Start of PROVIDED INFORMATION

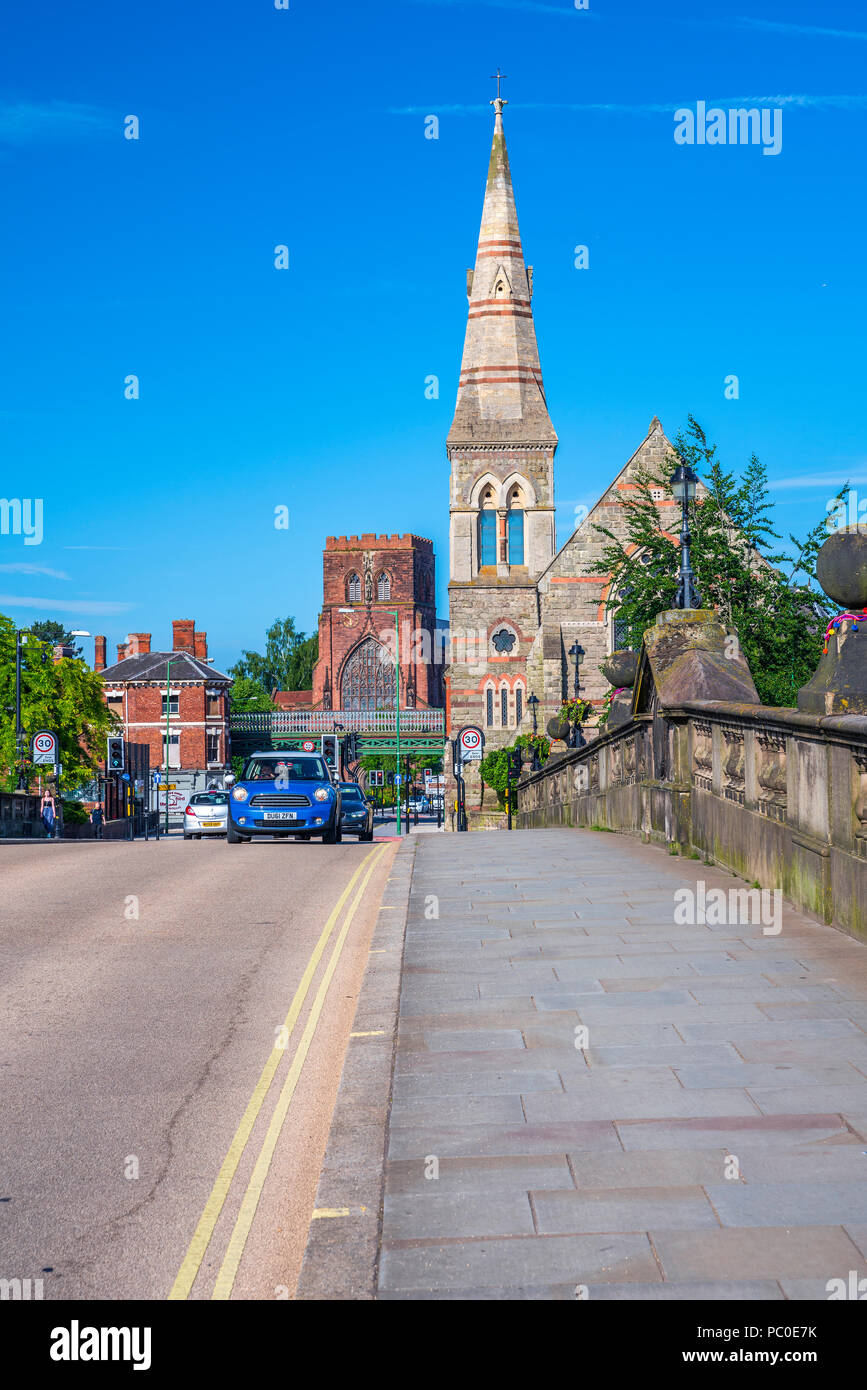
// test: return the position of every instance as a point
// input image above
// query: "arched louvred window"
(368, 677)
(486, 537)
(516, 535)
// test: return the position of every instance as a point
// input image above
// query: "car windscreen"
(286, 769)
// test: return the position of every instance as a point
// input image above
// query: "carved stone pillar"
(734, 765)
(771, 774)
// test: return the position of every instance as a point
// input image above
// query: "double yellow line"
(202, 1236)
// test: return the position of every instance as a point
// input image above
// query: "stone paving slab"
(705, 1140)
(702, 1122)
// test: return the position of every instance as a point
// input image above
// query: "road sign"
(45, 747)
(471, 742)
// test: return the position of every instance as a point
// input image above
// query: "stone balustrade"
(773, 794)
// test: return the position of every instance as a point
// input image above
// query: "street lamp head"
(684, 483)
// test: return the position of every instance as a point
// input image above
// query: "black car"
(356, 812)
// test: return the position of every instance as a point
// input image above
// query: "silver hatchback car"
(206, 815)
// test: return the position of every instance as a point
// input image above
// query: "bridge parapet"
(777, 795)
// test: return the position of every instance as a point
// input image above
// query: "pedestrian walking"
(49, 815)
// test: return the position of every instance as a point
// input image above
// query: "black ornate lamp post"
(532, 701)
(684, 488)
(577, 738)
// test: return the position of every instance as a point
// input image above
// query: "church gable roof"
(653, 449)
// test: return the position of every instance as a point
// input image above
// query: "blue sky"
(306, 388)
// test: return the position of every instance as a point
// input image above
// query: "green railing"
(342, 720)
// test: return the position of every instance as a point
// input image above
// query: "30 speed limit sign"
(471, 744)
(45, 747)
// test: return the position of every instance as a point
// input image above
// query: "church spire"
(500, 396)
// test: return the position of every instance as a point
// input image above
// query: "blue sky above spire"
(310, 387)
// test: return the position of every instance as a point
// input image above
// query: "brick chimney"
(184, 635)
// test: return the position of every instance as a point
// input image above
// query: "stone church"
(516, 603)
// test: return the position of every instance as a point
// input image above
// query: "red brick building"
(197, 701)
(366, 578)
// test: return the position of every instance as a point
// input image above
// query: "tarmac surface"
(174, 1025)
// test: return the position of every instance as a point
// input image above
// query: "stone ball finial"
(841, 566)
(620, 669)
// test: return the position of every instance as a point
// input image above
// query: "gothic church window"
(486, 537)
(368, 679)
(516, 535)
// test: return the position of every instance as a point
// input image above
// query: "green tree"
(248, 697)
(769, 597)
(65, 698)
(49, 630)
(286, 662)
(493, 767)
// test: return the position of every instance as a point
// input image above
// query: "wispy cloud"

End of PROVIDED INFORMATION

■ TASK TO COMPLETE
Apart from the pictures, all of the data should be repeated exactly.

■ WORKED SOLUTION
// test: return the position of every instance as a point
// input image above
// query: "arched louvred window"
(368, 677)
(486, 537)
(516, 535)
// test: return the position of every instance as a point
// input image above
// query: "car windscreen"
(286, 769)
// test: return the position of every instance as a point
// input image above
// query: "carved stone pillar"
(734, 765)
(771, 774)
// test: return the position of every instance as a point
// input image above
// query: "double yellow line"
(202, 1236)
// test: return the position of every instance as a point
// input image above
// query: "stone paving slab"
(705, 1140)
(702, 1122)
// test: return the position of every instance as a point
// input image above
// query: "road sign"
(45, 747)
(471, 742)
// test: return the position of every instance as a point
// input image above
// query: "stone balustrade"
(773, 794)
// test: return the position of every instance as a point
// input image above
// query: "street lamp head"
(684, 483)
// test: return the position of every instance as a point
// input image above
// query: "black car"
(356, 812)
// test: return the position of every instance as a point
// input image above
// query: "silver hatchback car"
(206, 815)
// test: return the position of every instance as a point
// input image above
// query: "bridge parapet"
(777, 795)
// test: return the position of every instance as a point
// input image above
// query: "pedestrian walking"
(49, 815)
// test: return the position of every instance as a point
// input image above
// query: "black ornate lamp post"
(532, 701)
(684, 488)
(577, 738)
// test: return the position of every instance as a point
// input image above
// query: "church gable roof"
(653, 449)
// test: return the position of every instance as a point
// input image above
// query: "blue sky"
(306, 388)
// test: return the position of every instance as a point
// input image above
// query: "green railing"
(342, 720)
// test: return the position of every instance as a point
// input image above
// query: "30 speed limit sign"
(471, 744)
(45, 747)
// test: return the position of every instance as a point
// input image above
// query: "church spire"
(500, 396)
// test: return the position of every instance as a point
// input image above
// query: "blue sky above spire"
(310, 387)
// test: return the position of every instance as a point
// input image above
// query: "brick chimney"
(184, 635)
// test: return the position of every instance as a point
// input image above
// query: "stone church"
(516, 603)
// test: return the position of every instance as a point
// input image above
// query: "red brick building"
(197, 701)
(366, 578)
// test: return the position of every instance as a point
// input image above
// query: "tarmac surface"
(174, 1025)
// test: return the position of every instance as a point
// input image above
// query: "stone ball finial"
(841, 566)
(620, 669)
// test: return the position of every instance as a point
// input image above
// query: "gothic church window"
(486, 537)
(368, 679)
(516, 535)
// test: return the position of every instance as a point
// input image above
// query: "green tree"
(248, 697)
(769, 597)
(65, 698)
(49, 630)
(286, 662)
(493, 767)
// test: return the position of every instance as a point
// input image above
// query: "wispy cloud"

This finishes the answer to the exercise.